Stored data:
● ● ●

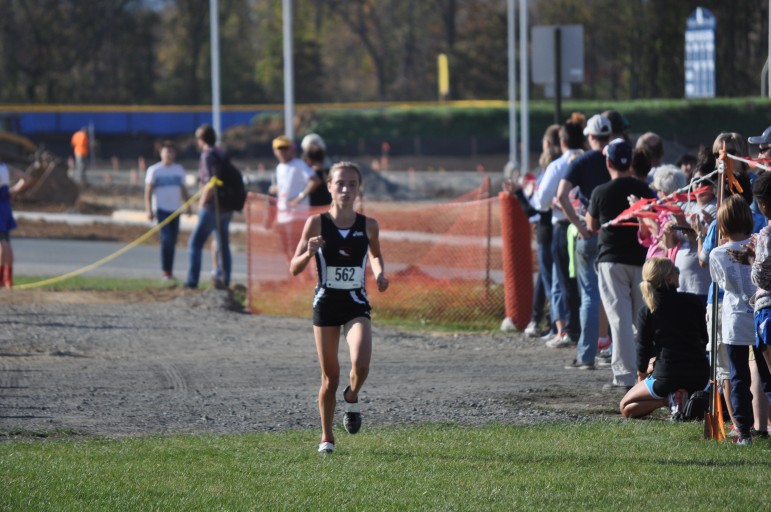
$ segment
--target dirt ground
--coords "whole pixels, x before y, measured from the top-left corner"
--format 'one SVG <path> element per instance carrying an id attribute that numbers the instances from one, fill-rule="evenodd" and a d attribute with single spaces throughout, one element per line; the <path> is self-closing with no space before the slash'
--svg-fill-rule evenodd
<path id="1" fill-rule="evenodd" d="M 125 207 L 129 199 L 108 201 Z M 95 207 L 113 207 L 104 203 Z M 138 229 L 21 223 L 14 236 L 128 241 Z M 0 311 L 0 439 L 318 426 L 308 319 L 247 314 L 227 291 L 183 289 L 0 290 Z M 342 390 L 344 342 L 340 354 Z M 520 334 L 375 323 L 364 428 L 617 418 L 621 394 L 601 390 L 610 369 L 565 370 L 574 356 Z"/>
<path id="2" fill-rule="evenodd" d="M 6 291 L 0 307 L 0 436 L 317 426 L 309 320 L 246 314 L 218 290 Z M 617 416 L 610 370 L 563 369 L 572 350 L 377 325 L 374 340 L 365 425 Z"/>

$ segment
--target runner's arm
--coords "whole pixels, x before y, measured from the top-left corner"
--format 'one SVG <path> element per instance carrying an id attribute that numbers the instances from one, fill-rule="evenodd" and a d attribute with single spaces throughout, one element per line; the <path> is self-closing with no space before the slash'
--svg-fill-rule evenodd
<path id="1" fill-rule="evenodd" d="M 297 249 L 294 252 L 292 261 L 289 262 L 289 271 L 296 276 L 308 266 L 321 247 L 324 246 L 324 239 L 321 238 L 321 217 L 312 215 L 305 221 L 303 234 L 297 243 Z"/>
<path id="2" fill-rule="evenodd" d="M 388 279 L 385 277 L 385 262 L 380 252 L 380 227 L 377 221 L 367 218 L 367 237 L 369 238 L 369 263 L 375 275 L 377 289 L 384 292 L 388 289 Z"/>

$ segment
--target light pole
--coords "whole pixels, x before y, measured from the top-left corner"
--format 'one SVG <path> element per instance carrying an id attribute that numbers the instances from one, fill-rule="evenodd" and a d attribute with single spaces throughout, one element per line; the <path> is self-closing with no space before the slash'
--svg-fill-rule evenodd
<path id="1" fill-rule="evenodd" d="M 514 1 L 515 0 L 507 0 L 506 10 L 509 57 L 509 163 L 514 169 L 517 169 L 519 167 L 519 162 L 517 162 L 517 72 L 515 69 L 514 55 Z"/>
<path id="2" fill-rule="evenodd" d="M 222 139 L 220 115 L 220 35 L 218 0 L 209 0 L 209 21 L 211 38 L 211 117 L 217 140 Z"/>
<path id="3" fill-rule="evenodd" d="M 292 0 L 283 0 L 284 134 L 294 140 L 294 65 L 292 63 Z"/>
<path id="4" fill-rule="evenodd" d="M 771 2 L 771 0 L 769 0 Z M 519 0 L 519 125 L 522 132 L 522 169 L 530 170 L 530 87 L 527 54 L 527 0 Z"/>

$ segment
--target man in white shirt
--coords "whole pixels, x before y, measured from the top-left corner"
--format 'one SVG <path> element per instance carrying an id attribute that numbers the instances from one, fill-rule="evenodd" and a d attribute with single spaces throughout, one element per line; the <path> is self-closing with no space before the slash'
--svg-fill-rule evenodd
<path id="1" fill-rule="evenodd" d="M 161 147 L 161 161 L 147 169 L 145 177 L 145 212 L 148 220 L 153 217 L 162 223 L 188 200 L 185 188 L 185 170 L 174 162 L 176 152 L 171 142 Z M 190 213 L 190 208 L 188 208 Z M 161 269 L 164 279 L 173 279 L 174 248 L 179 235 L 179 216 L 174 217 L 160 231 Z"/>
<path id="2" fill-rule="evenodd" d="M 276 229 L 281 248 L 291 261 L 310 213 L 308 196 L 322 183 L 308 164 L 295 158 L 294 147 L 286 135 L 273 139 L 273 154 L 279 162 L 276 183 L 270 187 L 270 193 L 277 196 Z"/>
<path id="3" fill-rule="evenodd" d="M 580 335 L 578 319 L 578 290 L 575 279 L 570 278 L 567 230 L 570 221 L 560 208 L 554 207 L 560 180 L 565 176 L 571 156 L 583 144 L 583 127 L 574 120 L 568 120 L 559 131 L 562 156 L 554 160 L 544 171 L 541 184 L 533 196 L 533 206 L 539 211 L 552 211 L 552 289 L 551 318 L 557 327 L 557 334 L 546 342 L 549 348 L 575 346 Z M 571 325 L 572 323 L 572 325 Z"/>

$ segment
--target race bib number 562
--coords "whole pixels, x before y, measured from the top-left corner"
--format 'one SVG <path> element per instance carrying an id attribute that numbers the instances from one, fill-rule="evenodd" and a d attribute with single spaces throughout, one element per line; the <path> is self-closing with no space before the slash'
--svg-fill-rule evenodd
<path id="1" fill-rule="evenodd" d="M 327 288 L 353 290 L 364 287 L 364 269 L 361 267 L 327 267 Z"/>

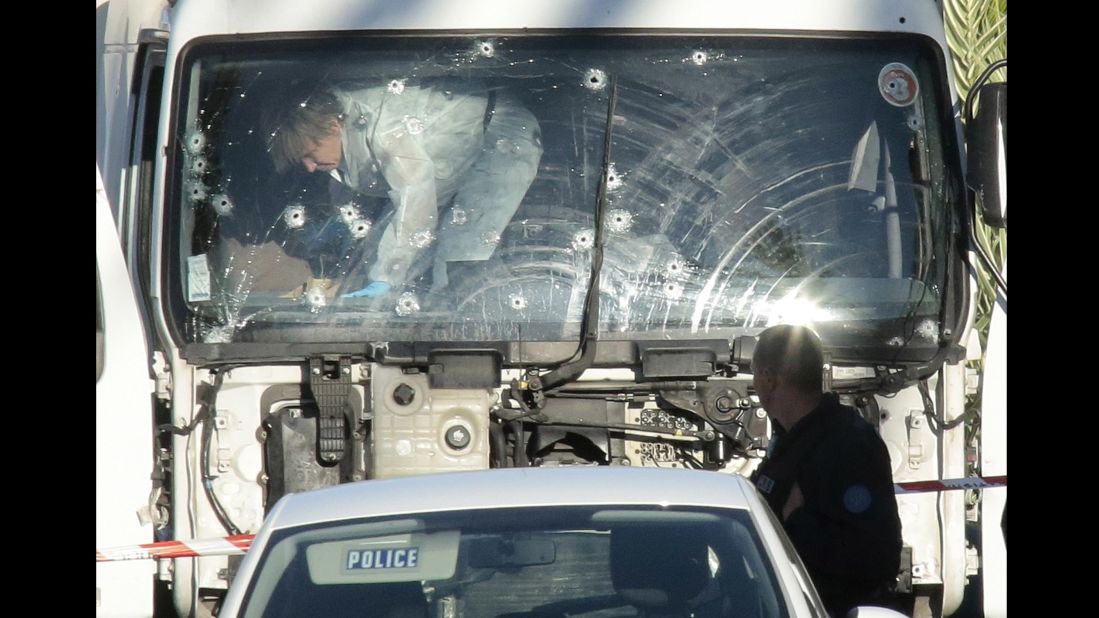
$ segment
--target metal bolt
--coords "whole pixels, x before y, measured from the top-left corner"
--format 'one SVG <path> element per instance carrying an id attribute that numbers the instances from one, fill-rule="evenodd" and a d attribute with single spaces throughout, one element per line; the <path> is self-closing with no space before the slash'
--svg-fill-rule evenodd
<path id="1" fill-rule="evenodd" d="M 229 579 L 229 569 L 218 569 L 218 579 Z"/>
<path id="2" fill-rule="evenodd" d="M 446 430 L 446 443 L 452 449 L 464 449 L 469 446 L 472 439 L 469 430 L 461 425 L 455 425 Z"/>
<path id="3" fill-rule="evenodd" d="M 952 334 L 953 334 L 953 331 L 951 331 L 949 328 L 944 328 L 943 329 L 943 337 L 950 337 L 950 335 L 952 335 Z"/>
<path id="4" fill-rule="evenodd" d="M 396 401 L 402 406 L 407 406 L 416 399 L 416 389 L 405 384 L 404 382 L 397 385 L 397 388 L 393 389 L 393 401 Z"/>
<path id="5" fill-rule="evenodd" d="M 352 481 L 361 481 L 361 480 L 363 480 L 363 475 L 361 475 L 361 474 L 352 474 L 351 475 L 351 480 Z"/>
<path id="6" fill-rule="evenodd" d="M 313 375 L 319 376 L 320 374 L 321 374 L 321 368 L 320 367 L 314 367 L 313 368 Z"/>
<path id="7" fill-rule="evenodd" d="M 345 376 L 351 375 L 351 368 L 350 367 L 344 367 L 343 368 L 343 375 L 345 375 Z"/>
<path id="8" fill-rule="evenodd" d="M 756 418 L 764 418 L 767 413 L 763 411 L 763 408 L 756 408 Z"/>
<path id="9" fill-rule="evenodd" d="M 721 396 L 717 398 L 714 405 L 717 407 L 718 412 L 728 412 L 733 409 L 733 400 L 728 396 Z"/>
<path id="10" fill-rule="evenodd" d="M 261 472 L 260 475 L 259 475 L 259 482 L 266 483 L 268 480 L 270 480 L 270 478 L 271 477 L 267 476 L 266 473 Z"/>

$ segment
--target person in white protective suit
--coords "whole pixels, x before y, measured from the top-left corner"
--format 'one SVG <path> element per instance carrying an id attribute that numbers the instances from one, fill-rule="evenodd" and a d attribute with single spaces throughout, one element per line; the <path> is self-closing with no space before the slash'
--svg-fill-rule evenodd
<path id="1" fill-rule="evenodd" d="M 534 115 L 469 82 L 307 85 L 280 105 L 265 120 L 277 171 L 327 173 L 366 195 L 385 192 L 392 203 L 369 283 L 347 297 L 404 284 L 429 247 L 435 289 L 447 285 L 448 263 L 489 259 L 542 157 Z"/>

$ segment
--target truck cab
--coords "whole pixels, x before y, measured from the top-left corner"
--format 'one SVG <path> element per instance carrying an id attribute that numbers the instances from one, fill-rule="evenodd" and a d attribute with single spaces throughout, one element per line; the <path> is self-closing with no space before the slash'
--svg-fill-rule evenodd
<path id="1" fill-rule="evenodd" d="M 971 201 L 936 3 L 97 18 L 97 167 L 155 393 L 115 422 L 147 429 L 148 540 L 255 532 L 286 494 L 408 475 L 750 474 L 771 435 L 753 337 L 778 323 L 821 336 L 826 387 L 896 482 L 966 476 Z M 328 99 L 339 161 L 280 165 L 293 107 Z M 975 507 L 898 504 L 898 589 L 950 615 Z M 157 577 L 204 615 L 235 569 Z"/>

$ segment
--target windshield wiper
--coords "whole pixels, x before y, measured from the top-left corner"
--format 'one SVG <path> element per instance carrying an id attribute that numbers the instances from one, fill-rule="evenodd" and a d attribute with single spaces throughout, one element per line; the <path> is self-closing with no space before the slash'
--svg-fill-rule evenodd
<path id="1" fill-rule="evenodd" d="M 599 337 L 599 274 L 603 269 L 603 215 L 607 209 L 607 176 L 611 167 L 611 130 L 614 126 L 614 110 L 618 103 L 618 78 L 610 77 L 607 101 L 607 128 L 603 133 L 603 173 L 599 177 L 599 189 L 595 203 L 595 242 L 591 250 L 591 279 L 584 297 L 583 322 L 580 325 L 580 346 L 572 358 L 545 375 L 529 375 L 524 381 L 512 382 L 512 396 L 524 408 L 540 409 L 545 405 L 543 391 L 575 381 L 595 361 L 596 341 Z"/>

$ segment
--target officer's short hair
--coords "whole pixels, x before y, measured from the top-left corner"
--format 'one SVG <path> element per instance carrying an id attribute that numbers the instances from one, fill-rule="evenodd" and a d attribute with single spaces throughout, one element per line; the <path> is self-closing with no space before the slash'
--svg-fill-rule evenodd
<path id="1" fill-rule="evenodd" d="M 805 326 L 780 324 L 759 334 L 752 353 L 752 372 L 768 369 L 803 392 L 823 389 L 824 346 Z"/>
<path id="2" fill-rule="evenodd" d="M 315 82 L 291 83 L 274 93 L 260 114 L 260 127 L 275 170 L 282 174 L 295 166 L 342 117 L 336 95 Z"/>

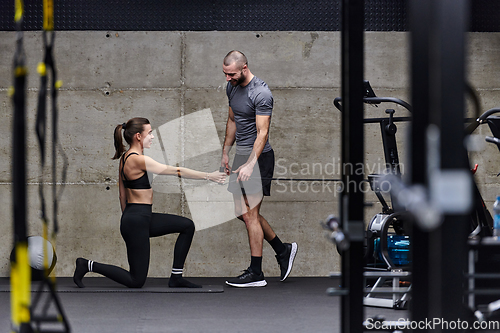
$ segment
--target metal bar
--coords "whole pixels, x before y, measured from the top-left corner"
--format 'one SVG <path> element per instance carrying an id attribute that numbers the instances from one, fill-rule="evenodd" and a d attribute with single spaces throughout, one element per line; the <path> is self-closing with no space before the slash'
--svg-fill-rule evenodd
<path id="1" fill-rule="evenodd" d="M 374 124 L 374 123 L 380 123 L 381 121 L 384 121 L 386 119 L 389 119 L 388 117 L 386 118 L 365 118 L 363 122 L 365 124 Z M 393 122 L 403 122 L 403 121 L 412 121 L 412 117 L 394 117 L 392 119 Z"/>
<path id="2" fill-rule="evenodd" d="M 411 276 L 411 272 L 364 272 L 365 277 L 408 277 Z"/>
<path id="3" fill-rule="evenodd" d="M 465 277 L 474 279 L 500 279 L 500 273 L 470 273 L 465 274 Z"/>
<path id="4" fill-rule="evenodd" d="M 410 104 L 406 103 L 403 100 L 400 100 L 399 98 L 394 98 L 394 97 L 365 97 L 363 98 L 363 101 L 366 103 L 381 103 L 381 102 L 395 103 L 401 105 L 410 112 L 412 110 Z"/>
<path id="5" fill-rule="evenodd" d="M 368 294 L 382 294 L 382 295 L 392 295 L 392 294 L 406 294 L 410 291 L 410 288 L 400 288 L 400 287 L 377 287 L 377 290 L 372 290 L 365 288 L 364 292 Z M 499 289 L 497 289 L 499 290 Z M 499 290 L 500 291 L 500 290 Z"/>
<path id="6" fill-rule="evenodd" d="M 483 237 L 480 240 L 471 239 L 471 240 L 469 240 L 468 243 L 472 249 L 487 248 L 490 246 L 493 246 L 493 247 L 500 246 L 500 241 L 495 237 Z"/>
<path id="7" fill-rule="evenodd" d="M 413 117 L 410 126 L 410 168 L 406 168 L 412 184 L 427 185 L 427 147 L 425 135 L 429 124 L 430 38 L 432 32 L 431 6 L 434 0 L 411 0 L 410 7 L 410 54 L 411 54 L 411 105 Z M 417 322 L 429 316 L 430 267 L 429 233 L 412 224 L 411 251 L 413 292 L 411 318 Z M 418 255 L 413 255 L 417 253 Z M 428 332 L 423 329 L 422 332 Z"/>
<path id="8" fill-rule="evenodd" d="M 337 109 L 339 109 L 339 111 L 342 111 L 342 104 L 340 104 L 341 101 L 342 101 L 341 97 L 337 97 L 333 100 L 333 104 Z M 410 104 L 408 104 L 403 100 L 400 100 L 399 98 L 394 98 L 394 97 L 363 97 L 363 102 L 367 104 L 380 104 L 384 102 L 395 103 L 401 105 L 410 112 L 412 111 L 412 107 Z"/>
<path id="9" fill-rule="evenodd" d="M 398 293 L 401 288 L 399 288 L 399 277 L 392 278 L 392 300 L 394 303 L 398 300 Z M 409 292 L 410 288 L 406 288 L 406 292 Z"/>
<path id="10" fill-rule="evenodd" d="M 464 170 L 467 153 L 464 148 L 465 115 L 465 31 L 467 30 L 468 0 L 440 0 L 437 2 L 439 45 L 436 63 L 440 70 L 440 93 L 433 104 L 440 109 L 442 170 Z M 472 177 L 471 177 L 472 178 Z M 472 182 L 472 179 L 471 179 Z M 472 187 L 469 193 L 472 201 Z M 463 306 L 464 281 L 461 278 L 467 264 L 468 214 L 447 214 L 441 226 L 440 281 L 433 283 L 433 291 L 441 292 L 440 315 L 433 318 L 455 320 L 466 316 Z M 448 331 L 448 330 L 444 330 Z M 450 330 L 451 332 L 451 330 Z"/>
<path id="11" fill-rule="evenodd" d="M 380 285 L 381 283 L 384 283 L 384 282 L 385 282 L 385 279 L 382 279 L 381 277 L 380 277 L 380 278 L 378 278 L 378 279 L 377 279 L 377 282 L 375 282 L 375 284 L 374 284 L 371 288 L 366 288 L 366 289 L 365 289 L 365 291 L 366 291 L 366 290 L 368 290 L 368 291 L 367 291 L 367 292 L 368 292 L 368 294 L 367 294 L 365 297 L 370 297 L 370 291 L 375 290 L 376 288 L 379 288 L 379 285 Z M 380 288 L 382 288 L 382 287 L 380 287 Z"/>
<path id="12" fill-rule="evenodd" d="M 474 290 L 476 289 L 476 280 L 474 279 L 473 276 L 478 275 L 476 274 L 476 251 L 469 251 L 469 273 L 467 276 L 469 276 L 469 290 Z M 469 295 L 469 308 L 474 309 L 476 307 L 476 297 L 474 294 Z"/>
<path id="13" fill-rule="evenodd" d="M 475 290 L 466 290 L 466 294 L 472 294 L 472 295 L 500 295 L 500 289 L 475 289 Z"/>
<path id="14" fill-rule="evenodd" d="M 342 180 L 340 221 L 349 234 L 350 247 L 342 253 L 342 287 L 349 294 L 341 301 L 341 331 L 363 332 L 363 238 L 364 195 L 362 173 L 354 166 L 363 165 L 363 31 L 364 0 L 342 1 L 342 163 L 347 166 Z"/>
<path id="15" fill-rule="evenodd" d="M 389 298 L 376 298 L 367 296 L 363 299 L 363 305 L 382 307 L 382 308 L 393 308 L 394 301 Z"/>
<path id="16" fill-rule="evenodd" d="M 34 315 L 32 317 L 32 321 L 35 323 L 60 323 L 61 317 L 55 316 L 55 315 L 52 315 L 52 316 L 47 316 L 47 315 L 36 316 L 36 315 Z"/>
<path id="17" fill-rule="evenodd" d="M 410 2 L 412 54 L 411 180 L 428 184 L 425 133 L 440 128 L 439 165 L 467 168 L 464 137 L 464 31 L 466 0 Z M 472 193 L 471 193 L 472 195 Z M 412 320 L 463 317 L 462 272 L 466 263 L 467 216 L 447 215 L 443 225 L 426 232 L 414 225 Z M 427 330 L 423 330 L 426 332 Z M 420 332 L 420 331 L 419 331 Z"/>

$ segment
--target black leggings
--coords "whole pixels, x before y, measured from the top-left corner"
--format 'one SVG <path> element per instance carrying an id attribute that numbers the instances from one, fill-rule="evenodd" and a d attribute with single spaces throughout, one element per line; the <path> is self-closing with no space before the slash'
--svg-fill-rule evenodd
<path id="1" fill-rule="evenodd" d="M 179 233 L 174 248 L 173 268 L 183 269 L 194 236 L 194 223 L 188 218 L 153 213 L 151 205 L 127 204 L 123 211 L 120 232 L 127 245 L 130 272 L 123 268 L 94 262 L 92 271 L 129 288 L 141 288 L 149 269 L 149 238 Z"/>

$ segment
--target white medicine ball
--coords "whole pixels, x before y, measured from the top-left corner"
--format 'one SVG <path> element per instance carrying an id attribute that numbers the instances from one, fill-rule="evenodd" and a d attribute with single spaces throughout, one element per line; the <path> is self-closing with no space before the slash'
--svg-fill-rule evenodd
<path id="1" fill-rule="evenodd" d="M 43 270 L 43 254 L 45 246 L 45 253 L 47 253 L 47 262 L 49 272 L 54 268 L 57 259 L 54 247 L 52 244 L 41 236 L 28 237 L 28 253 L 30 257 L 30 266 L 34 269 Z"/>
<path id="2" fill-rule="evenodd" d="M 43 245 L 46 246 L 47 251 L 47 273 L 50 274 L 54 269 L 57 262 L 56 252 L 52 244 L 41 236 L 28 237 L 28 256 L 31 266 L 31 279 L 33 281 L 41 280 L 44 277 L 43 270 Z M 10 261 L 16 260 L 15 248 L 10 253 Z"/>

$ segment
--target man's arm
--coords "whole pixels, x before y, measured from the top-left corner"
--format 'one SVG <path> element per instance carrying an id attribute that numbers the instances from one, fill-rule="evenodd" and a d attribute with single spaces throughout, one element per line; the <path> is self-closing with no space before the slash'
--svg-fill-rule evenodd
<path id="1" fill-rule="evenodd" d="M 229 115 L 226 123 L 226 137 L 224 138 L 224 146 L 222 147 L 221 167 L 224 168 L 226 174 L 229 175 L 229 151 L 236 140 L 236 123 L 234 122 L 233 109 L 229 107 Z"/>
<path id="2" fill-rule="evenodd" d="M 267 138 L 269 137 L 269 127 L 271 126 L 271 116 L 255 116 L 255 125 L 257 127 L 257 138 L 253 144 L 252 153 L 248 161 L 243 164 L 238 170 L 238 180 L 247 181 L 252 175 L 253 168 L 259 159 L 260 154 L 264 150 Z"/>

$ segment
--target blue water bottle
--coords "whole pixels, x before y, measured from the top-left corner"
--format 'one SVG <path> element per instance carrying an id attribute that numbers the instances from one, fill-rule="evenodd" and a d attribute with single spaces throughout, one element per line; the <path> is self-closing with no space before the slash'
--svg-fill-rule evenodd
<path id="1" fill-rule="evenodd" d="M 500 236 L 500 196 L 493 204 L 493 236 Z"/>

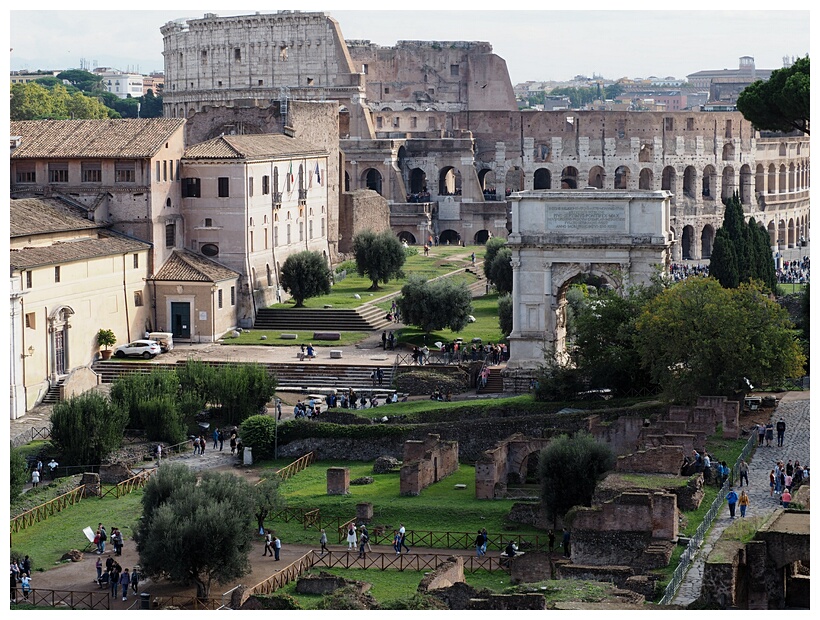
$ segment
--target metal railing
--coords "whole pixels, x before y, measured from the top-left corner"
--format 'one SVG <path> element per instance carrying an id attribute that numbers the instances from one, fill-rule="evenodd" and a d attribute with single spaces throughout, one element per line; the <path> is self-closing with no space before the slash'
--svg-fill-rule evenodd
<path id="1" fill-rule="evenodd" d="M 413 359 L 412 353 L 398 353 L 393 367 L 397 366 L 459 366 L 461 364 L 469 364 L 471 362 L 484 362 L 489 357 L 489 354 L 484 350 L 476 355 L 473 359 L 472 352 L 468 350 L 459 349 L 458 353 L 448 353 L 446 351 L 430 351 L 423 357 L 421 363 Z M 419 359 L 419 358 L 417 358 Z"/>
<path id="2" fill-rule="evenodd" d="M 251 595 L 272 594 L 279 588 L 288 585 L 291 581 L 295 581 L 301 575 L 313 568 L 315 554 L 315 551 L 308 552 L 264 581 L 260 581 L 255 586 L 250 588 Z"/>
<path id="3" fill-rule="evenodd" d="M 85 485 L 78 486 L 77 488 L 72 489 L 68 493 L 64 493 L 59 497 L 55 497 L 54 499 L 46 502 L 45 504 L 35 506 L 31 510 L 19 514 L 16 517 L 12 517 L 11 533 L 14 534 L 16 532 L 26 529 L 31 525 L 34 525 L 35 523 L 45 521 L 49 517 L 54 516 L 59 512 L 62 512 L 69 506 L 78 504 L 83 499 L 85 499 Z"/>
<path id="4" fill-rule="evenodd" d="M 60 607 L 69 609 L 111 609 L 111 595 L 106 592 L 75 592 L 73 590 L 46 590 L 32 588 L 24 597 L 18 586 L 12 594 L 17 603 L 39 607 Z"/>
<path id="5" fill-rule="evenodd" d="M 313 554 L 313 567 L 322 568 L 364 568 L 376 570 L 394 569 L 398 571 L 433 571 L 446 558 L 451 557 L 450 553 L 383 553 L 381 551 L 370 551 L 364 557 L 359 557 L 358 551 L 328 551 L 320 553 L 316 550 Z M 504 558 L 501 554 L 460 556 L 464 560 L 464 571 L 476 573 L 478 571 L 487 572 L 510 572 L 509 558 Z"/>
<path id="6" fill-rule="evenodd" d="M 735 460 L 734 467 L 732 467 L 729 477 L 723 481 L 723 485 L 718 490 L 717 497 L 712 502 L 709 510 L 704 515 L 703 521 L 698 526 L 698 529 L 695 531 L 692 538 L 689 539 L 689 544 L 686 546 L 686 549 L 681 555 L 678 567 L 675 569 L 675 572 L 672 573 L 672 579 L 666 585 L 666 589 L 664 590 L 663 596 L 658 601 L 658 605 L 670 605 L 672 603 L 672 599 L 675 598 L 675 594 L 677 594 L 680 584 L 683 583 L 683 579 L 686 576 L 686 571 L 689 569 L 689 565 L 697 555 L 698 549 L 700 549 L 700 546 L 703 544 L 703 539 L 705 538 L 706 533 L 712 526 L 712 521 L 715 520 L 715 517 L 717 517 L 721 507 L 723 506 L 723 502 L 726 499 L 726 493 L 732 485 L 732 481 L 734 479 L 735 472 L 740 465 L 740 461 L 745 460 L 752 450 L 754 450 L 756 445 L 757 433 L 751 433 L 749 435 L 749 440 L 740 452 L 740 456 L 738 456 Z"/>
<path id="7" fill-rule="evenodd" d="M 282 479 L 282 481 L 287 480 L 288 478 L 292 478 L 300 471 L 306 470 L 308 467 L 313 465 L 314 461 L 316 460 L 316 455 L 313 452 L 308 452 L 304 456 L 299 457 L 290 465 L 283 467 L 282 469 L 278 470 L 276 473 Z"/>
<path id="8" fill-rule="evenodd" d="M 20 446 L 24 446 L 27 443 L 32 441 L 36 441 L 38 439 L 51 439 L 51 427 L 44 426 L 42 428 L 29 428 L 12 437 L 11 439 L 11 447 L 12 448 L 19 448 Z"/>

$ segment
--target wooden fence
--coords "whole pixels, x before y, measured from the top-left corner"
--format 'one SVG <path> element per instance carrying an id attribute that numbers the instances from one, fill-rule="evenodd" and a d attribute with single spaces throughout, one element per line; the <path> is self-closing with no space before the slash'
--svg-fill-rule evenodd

● ● ●

To do:
Every line above that holds the word "white" needs to be copied.

Answer section:
--target man in white shirt
--target person in white protective suit
--target white medicine ball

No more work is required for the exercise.